#### [WHAT YOU HAVE TO DO]
Transcribe exactly the line containing "Can you find the car mirror" and each line after it, through the end of the entries, with nothing before or after.

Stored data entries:
[Start of section]

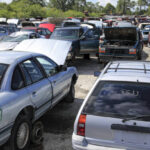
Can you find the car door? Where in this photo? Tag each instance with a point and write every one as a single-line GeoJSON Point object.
{"type": "Point", "coordinates": [37, 85]}
{"type": "Point", "coordinates": [58, 78]}
{"type": "Point", "coordinates": [90, 42]}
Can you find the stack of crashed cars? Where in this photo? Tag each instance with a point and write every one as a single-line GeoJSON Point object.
{"type": "Point", "coordinates": [30, 85]}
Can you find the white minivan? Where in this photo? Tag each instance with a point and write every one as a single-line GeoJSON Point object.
{"type": "Point", "coordinates": [116, 112]}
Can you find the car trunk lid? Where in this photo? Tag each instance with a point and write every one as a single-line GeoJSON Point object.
{"type": "Point", "coordinates": [57, 50]}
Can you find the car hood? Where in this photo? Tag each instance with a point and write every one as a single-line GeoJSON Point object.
{"type": "Point", "coordinates": [57, 50]}
{"type": "Point", "coordinates": [120, 34]}
{"type": "Point", "coordinates": [7, 45]}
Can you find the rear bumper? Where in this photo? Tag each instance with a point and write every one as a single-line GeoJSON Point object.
{"type": "Point", "coordinates": [4, 136]}
{"type": "Point", "coordinates": [115, 57]}
{"type": "Point", "coordinates": [78, 143]}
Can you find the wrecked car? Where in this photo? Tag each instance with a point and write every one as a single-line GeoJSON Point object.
{"type": "Point", "coordinates": [121, 42]}
{"type": "Point", "coordinates": [55, 49]}
{"type": "Point", "coordinates": [30, 85]}
{"type": "Point", "coordinates": [85, 39]}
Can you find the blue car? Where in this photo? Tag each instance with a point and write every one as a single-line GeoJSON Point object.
{"type": "Point", "coordinates": [121, 42]}
{"type": "Point", "coordinates": [3, 32]}
{"type": "Point", "coordinates": [30, 85]}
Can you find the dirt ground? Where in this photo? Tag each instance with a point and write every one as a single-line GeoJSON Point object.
{"type": "Point", "coordinates": [58, 122]}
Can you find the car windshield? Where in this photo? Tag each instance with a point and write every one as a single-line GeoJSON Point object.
{"type": "Point", "coordinates": [119, 100]}
{"type": "Point", "coordinates": [3, 68]}
{"type": "Point", "coordinates": [18, 38]}
{"type": "Point", "coordinates": [67, 34]}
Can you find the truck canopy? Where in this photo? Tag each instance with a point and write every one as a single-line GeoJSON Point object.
{"type": "Point", "coordinates": [128, 34]}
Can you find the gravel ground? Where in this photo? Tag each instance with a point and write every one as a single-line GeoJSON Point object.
{"type": "Point", "coordinates": [58, 122]}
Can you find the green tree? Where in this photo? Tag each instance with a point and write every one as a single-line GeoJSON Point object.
{"type": "Point", "coordinates": [64, 5]}
{"type": "Point", "coordinates": [31, 2]}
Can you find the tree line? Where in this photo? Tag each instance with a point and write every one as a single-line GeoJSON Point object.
{"type": "Point", "coordinates": [71, 8]}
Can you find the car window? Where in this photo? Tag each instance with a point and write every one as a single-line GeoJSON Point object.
{"type": "Point", "coordinates": [90, 34]}
{"type": "Point", "coordinates": [119, 100]}
{"type": "Point", "coordinates": [26, 74]}
{"type": "Point", "coordinates": [33, 70]}
{"type": "Point", "coordinates": [17, 79]}
{"type": "Point", "coordinates": [2, 30]}
{"type": "Point", "coordinates": [49, 66]}
{"type": "Point", "coordinates": [32, 36]}
{"type": "Point", "coordinates": [3, 68]}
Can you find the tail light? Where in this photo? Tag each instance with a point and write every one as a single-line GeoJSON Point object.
{"type": "Point", "coordinates": [101, 50]}
{"type": "Point", "coordinates": [81, 125]}
{"type": "Point", "coordinates": [132, 51]}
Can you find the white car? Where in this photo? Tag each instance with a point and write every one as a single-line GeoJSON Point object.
{"type": "Point", "coordinates": [116, 112]}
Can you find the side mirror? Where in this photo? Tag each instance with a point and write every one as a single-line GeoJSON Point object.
{"type": "Point", "coordinates": [97, 73]}
{"type": "Point", "coordinates": [62, 68]}
{"type": "Point", "coordinates": [96, 36]}
{"type": "Point", "coordinates": [82, 37]}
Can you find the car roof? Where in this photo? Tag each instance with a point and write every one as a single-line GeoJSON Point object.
{"type": "Point", "coordinates": [34, 28]}
{"type": "Point", "coordinates": [21, 33]}
{"type": "Point", "coordinates": [128, 71]}
{"type": "Point", "coordinates": [68, 28]}
{"type": "Point", "coordinates": [9, 57]}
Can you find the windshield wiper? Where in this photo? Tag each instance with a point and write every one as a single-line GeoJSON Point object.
{"type": "Point", "coordinates": [137, 117]}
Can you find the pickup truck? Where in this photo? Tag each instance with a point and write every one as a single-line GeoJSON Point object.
{"type": "Point", "coordinates": [121, 42]}
{"type": "Point", "coordinates": [30, 85]}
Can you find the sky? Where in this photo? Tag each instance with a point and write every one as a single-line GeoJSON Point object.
{"type": "Point", "coordinates": [102, 2]}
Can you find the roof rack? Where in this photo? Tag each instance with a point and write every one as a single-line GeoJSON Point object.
{"type": "Point", "coordinates": [119, 68]}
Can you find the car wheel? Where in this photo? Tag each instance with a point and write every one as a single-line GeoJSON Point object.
{"type": "Point", "coordinates": [70, 96]}
{"type": "Point", "coordinates": [37, 133]}
{"type": "Point", "coordinates": [21, 132]}
{"type": "Point", "coordinates": [139, 56]}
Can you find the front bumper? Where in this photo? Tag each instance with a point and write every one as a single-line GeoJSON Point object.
{"type": "Point", "coordinates": [115, 57]}
{"type": "Point", "coordinates": [5, 134]}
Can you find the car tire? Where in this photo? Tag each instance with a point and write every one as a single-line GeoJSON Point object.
{"type": "Point", "coordinates": [37, 133]}
{"type": "Point", "coordinates": [71, 95]}
{"type": "Point", "coordinates": [21, 133]}
{"type": "Point", "coordinates": [139, 56]}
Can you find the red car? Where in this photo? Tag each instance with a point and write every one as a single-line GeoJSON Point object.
{"type": "Point", "coordinates": [49, 26]}
{"type": "Point", "coordinates": [42, 31]}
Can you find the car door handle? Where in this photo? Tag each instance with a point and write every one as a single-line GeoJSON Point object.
{"type": "Point", "coordinates": [54, 82]}
{"type": "Point", "coordinates": [33, 93]}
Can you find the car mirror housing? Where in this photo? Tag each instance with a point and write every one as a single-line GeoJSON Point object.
{"type": "Point", "coordinates": [97, 73]}
{"type": "Point", "coordinates": [62, 68]}
{"type": "Point", "coordinates": [82, 37]}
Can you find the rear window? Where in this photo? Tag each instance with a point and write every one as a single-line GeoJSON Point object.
{"type": "Point", "coordinates": [65, 34]}
{"type": "Point", "coordinates": [3, 68]}
{"type": "Point", "coordinates": [119, 100]}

[End of section]

#### [OUTPUT FOR THIS TASK]
Can you find the car mirror housing? Where in this photo? Tag each instance with a point and write every one as a single-line GeoJSON Point object.
{"type": "Point", "coordinates": [97, 73]}
{"type": "Point", "coordinates": [62, 68]}
{"type": "Point", "coordinates": [82, 37]}
Can you find the rear window? Where in this photo? Tag each instance with a point and write every one as a single-line GeoJSON Point object.
{"type": "Point", "coordinates": [65, 34]}
{"type": "Point", "coordinates": [3, 68]}
{"type": "Point", "coordinates": [119, 100]}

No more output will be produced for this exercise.